• **Reading text**
## start

Network Planning | Selecting MPLS VPN Services

Assuming that the decision has been made (based on business, technical, and operational considerations, as outlined in previous chapters) to migrate to a Layer 3 VPN, planning is required to successfully implement that migration. This section examines the issues of writing Request for Proposal (RFP) documents, issues to discuss with the selected provider(s) and how these relate to service-level agreements (SLAs), training operators in the new network, and recommendations for how to project-manage the migration.

Writing the RFP

After the decision to implement a Layer 3 VPN has been made, the provider currently delivering WAN connectivity should be assessed to determine whether that provider has the service model, geographic coverage, SLA commitment, support infrastructure, and track record necessary to deliver the new network. In many cases, having an existing relationship with a provider may count against that provider. Undoubtedly, there will have been service issues in the past, and other providers won't have that baggage associated with them. In other respects, the attitude of "better the devil you know than the one you don't" prevails. Neither option is completely objective, so actually writing down the requirements and evaluating all potential providers equally is the best course of action.

The first job is to select a short list of potential providers for supplying WAN connectivity that you will invest time into, send an RFP to them, and fully evaluate their responses. You should send RFPs to a reasonable number to make sure that you are getting a good feel for what is competitive in the market at that time. What that number is will vary depending on requirements, but between 5 and 15 is reasonable.

The first thing to consider is what type of information will be put into the RFP. You can base your RFP on this comprehensive table of contents:

[Pages 377 - 378]

Introduction
Scope and objectives
Nondisclosure agreement
Company contact information
Applicable law
General RFP conditions
6.1 RFP conditions
6.2 Timescale
6.3 Delivery of the proposal
6.4 Questions and answers
6.5 Evaluation criteria
Service provider introduction
7.1 RFP contact details
7.2 Customers/sales information
7.3 Reference accounts/customers
Architecture fundamentals
8.1 Quality of service (QoS) considerations
8.1.1 QoS technologies
8.1.2 QoS mapping
8.1.3 MPLS/IP VPN QoS architecture
8.1.4 MPLS/IP VPN routing protocol support
8.1.5 MPLS/IP VPN multicast support
8.2 Core locations
8.2.1 Core circuits
8.2.2 Internet Data Center (IDC) facilities
8.2.3 Higher rates or lambda services coverage
8.2.4 MPLS/IP VPN service coverage
8.2.5 MPLS/IP VPN service road map
8.3 Hub locations
8.3.1 IDC facilities
8.3.2 Higher rates or lambda services coverage
8.3.3 MPLS/IP VPN service coverage
8.3.4 MPLS/IP VPN service road map
8.3.5 Reposition of hub locations
8.4 Regional satellite locations
8.4.1 Reposition of satellite-to-hub connectivity
8.4.2 Engineering sites coverage
8.4.3 Large satellite sites coverage
8.4.4 ATM coverage to 80% of all satellite locations
8.4.5 E1 coverage to 80% of all satellite locations
8.4.6 MPLS/IP VPN service coverage
8.5 Backup considerations
8.5.1 Backup service coverage
8.5.2 Backup service solution
8.6 Telco hotel or IDC needs
8.6.1 IDC rack requirements for larger core/hub sites
8.6.2 IDC rack requirements for smaller hub sites
8.6.3 IDC rack requirements for satellite sites
8.6.4 Remote hands and eyes
8.6.5 IDC physical security
8.6.6 IDC disaster recovery/contingency planning
Technical requirements matrix
9.1 Scalability/manageability
9.2 Resilience
9.3 Circuit features
9.4 Performance/capacity
Vendor's network/solution
10.1 Geographic layout diagrams
10.2 Ownership (fiber infrastructure)

## end

• **Collected data**

## start

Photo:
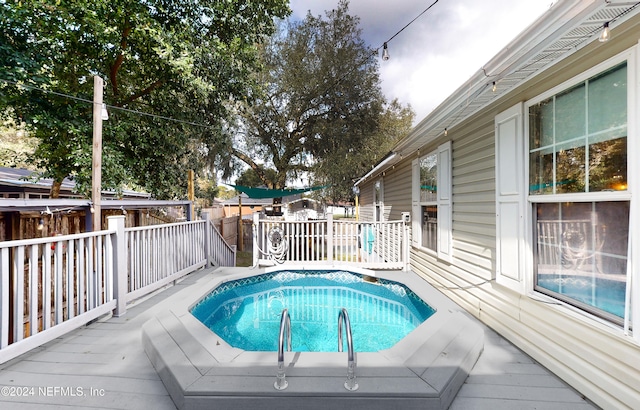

## end

• **Task instructions**
• 1. According to the MPLS VPN planning text, how many providers is it reasonable to send RFPs to?
• 2. Please carry the MPLS VPN planning text on from its last line.

• **Expected results**
• 1. Between 5 and 15.

• 2.
10.3 Ownership (secondary network)
10.4 Network equipment used
10.5 Vendor's network solution
SLAs and network performance
11.1 General condition
11.2 SLA requirement
11.3 Availability on the hub links (core to hub)
11.4 Availability on the satellite links (hub to satellite sites)
11.5 Delay variance (DV)
11.6 Round-trip delay (RTD)
11.7 Vendor meetings
11.8 Help desk support
11.9 On-site support
11.10 Installation implementation times
11.11 Performance failure credits
11.11.1 Installation lead times
11.11.2 Upgrade lead times
11.11.3 Delay variance and RTD
11.11.4 Availability
Operations
12.1 Account team
12.2 Network management
12.3 Network availability and performance reporting
12.4 Reports submission
12.5 Operations review
12.5.1 Monthly operations reviews
12.5.2 Root cause analysis
12.6 Response time to outages and escalation procedures
12.7 Service provider's local partners
12.8 Vendor network management
Pricing requirements
13.1 Price protection
13.2 Currency
13.3 Revenue commitment
13.4 Monthly circuit costs
13.5 Monthly backup costs
13.6 Telco co-location monthly costs
13.7 Installation costs
13.8 Future sites
Billing and invoice management
14.1 Billing media
14.2 Billing frequency
14.3 Monthly invoice accuracy report
14.4 Invoicing elements
14.5 Late and back-bill invoice charges
14.6 No back-bill invoicing greater than three months
14.7 Discount price rule

This table of contents is only a guideline; some elements may not apply to all networks. However, it is a good starting point for the things to consider that will be important to your network. For each of the technical issues previously described in this book, this framework allows you to identify what you want as a solution to fit your corporation's needs and how you want the providers to respond to those needs.

Note

It is worthwhile to decide ahead of time how you will rate the providers' responses by allocating some sort of marking or weighting scheme that places more importance on your corporate network needs than issues that are not so important. For example, you may determine that, because of operational reasons, you need the provider edge-customer edge (PE-CE) protocol to be Enhanced Interior Gateway Routing Protocol (EIGRP) rather than any alternative, so the marks awarded for offering this functionality may be greater than, say, multicast support if you do not make extensive use of multicast applications.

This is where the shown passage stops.